## Attività
A – Rispondi alle seguenti domande sul brano giuridico.
(i) Come viene qualificato il terzo motivo?
(ii) Entro quale momento vanno dedotte le contestazioni a una relazione di consulenza tecnica d'ufficio?
(iii) In quale procedimento la critica della ricorrente non era stata proposta?
B – Trascrivi dal brano giuridico, senza alcuna modifica, tutto ciò che va da «Pertanto, le censure» fino a «19427/17; n. 20829/18).», inclusi questi due estremi.

## Sezione del testo
"""
Pertanto, le censure fondate sull’interpretazione atomistica delle suddette vicende non colgono nel segno poichè prescindano dalla loro valutazione complessiva, che la Corte di merito ha compiuto attraverso l’esame degli elementi probatori acquisiti con argomentazioni immune da censure.

Il terzo motivo è inammissibile. Invero, a tenore della consolidata giurisprudenza di questa Corte – cui il collegio intende dare continuità – le contestazioni ad una relazione di consulenza tecnica d’ufficio costituiscono eccezioni rispetto al suo contenuto, sicchè sono soggette al termine di preclusione di cui dell’art. 157 c.p.c., comma 2, dovendo, pertanto, dedursi – a pena di decadenza – nella prima istanza o difesa successiva al suo deposito (Cass., n. 19427/17; n. 20829/18).

Nella fattispecie, la ricorrente non ha allegato, a sostegno della doglianza in esame, di aver sollevato la tempestiva eccezione riguardo agli asseriti vizi della c.t.u.; peraltro, la critica risulta inammissibile anche perchè nuova, non essendo stata proposta nel procedimento d’appello, come si evince dalla motivazione del decreto impugnato.
"""
## Dati forniti
"""
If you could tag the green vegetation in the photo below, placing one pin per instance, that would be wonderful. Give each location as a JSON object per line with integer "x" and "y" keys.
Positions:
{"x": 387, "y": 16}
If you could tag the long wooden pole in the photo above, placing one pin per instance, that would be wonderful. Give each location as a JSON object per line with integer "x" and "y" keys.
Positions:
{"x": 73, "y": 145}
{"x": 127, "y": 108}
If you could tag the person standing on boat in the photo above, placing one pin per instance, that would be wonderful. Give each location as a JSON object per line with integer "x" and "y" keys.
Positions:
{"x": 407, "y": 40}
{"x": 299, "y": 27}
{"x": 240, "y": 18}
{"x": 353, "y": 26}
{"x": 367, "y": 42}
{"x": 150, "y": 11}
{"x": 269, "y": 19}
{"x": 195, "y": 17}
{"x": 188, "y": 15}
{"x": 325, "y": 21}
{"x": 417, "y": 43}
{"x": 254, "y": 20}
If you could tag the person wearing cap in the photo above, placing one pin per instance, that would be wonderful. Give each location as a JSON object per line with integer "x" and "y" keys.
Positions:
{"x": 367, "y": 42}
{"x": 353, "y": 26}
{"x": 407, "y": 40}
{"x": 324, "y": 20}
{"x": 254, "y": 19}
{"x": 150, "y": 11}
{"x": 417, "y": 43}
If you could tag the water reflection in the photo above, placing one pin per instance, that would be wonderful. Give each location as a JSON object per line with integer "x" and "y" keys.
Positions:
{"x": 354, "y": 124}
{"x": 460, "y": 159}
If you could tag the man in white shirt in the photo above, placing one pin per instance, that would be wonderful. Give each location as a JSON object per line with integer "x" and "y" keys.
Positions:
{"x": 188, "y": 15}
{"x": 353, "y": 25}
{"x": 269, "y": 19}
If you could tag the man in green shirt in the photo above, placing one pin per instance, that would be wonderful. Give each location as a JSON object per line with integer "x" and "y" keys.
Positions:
"""
## Soluzioni degli esercizi
A –
(i) Il terzo motivo è inammissibile.
(ii) Le contestazioni vanno dedotte, a pena di decadenza, nella prima istanza o difesa successiva al deposito della relazione.
(iii) La critica non era stata proposta nel procedimento d'appello.

B –
Pertanto, le censure fondate sull’interpretazione atomistica delle suddette vicende non colgono nel segno poichè prescindano dalla loro valutazione complessiva, che la Corte di merito ha compiuto attraverso l’esame degli elementi probatori acquisiti con argomentazioni immune da censure.

Il terzo motivo è inammissibile. Invero, a tenore della consolidata giurisprudenza di questa Corte – cui il collegio intende dare continuità – le contestazioni ad una relazione di consulenza tecnica d’ufficio costituiscono eccezioni rispetto al suo contenuto, sicchè sono soggette al termine di preclusione di cui dell’art. 157 c.p.c., comma 2, dovendo, pertanto, dedursi – a pena di decadenza – nella prima istanza o difesa successiva al suo deposito (Cass., n. 19427/17; n. 20829/18).